● Reading text
+++

Researchers want to know if the autism rate is unusually high.
Federal health officials are joining forces with a national autism group to study concerns that there is an unusually high rate of childhood autism in Minnesota's Somali community.
Autism Speaks, which calls itself the world's largest autism science and advocacy group, announced Tuesday that it will help fund a study with the U.S. Centers for Disease Control and Prevention and the National Institutes of Health.
"There have been concerns about higher prevalence of [autism spectrum disorder] in Minneapolis' Somali population," said Geraldine Dawson, the chief science officer of Autism Speaks. "We believe it is important to verify if a true increase in prevalence exists, and if so, why it exists."
The study is expected to cost $400,000.
The question first cropped up a few years ago among Somali schoolchildren in Minneapolis. In 2009, the Minnesota Department of Health investigated concerns about their autism rates. The study found "a significantly higher" proportion of Somali children in the schools' autism classes, but officials said they could not determine if rate of autism was actually higher.
Idil Abdull of Burnsville, who is co-founder of the Somali American Autism Foundation, said she hopes the new study will help get to the bottom of the issue.
"Let's let the numbers do the talking," she said. "If we're the same as everybody else, they can rest. But I just feel like ... there is something wrong in our community."

+++

Entries drawn from a collection:
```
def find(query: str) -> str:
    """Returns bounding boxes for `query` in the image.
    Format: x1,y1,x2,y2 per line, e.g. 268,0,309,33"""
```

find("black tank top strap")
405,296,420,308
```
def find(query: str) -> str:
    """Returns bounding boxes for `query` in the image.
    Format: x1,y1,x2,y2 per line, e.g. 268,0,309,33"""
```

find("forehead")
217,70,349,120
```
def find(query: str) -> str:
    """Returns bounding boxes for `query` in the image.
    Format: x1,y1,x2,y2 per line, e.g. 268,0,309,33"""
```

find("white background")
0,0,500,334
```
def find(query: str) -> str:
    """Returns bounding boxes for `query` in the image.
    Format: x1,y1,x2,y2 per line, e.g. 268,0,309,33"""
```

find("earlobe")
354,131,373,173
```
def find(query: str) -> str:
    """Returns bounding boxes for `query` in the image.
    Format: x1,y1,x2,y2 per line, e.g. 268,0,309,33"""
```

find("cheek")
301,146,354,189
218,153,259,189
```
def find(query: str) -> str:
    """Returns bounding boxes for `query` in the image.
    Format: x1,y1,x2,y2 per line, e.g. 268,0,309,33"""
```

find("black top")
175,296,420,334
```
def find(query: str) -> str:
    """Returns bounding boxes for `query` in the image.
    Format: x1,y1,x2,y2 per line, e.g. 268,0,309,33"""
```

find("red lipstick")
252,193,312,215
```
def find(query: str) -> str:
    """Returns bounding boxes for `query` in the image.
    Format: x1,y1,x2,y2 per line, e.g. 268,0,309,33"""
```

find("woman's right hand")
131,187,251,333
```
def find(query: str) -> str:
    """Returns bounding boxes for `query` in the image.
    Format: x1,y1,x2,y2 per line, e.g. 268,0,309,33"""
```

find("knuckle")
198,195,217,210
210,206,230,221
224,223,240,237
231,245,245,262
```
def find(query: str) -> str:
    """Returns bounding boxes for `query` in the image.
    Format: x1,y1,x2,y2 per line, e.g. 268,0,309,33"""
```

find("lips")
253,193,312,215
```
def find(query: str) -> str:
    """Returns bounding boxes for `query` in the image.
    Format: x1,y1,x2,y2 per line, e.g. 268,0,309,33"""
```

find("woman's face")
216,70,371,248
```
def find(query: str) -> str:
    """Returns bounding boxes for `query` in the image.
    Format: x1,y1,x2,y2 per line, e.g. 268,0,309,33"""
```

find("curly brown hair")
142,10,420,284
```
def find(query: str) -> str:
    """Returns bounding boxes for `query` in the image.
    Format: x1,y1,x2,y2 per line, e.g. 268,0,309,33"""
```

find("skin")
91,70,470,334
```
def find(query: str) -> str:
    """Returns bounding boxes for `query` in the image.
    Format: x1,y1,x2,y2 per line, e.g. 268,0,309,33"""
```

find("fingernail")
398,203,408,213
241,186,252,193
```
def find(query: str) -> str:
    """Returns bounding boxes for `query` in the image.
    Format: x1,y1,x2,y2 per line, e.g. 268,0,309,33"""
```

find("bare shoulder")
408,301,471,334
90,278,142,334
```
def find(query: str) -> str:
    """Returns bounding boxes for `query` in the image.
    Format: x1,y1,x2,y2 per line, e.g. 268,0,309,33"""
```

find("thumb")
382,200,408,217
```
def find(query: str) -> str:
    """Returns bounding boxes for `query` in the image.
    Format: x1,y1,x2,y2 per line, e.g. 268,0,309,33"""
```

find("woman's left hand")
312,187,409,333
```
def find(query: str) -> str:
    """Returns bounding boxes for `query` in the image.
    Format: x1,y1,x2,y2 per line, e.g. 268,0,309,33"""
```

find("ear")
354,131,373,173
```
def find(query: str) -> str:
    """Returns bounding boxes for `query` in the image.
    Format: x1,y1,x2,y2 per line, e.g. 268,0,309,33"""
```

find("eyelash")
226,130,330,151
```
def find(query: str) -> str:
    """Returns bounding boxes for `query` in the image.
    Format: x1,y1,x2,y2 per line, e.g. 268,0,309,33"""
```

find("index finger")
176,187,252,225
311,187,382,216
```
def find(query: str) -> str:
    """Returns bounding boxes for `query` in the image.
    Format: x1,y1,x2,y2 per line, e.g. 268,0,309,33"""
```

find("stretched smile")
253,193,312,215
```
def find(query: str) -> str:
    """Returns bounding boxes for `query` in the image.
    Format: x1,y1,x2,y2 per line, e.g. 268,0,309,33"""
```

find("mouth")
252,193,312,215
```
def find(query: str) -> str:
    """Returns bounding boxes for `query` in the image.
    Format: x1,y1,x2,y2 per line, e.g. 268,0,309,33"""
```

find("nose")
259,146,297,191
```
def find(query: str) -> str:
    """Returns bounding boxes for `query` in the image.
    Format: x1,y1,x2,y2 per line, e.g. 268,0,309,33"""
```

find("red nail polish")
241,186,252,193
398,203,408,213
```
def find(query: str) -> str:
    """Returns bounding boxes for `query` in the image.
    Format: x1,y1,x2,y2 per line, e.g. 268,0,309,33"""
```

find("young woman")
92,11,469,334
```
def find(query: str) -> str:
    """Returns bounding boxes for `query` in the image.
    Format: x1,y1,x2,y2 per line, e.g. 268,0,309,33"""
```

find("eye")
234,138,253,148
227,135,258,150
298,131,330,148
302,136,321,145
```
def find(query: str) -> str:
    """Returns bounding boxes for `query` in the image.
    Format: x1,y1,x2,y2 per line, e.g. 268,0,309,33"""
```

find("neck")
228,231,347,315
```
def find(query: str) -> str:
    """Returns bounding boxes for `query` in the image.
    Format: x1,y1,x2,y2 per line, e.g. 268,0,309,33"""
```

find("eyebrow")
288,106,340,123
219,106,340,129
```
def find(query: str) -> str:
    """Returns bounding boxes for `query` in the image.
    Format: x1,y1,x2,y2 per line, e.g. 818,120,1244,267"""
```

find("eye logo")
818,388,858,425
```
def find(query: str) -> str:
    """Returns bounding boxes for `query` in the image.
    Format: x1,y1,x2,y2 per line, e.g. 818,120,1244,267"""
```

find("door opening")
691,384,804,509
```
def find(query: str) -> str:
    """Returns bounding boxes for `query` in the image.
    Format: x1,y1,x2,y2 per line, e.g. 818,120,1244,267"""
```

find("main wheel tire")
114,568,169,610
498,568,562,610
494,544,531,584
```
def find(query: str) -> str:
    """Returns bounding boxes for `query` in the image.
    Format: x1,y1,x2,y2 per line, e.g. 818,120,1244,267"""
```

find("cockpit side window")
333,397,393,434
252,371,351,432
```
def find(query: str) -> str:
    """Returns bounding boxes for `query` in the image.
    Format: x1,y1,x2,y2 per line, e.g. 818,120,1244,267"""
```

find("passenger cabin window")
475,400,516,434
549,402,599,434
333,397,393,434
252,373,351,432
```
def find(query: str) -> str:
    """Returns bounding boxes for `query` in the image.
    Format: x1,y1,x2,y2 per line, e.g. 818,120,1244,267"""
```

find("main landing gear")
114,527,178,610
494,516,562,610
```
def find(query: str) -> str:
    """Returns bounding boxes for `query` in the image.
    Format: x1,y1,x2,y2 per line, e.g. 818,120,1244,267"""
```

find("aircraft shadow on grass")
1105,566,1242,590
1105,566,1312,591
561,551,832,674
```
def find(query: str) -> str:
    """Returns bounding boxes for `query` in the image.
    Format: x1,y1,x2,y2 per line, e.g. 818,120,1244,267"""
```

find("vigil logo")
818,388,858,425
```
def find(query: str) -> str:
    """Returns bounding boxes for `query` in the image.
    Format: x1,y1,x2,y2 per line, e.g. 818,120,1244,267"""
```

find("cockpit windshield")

+++

● What you are asked to do
Swap "schoolchildren" for "students" and write out everything in the article from "The question first" down to "was actually higher." with that change made. The data stand apart from the article and are not part of it.

● Completed task
The question first cropped up a few years ago among Somali students in Minneapolis. In 2009, the Minnesota Department of Health investigated concerns about their autism rates. The study found "a significantly higher" proportion of Somali children in the schools' autism classes, but officials said they could not determine if rate of autism was actually higher.